### Task to complete
Count the lines in the entries below that contain the string "above", and reply with that number alone.

### Source data
::::

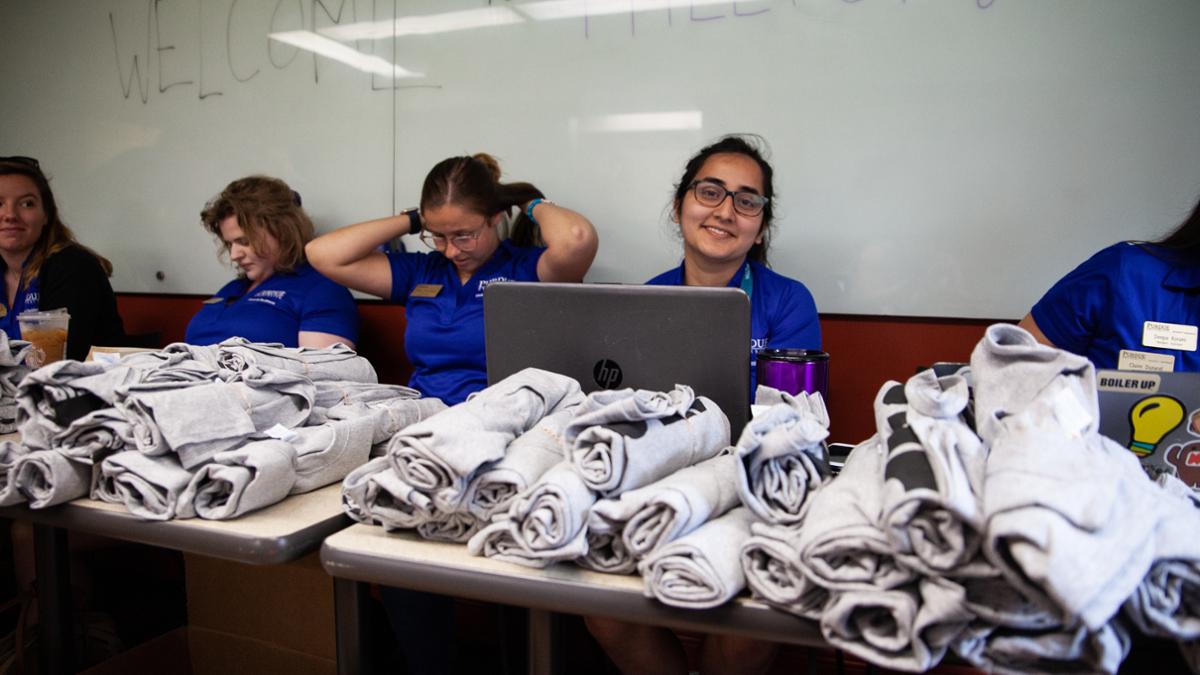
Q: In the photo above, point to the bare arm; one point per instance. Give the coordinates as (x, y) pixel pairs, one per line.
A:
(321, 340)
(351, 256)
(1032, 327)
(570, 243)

::::

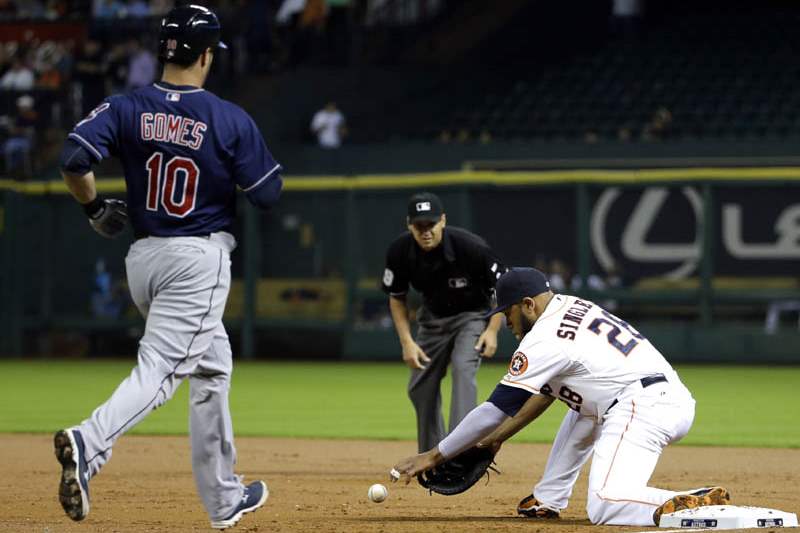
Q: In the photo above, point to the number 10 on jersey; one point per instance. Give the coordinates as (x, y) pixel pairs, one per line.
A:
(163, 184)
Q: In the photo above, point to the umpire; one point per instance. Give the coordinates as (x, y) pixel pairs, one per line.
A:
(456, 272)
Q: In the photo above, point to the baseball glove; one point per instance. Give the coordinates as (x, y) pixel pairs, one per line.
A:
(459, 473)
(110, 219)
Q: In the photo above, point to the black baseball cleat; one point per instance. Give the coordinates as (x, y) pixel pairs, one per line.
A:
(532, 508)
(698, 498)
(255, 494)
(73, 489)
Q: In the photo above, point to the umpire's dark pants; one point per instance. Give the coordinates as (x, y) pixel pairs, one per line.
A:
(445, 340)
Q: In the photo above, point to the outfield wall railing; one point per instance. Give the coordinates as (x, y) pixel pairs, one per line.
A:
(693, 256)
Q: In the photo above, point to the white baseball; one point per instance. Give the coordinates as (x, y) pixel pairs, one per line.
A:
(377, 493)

::::

### Exercise result
8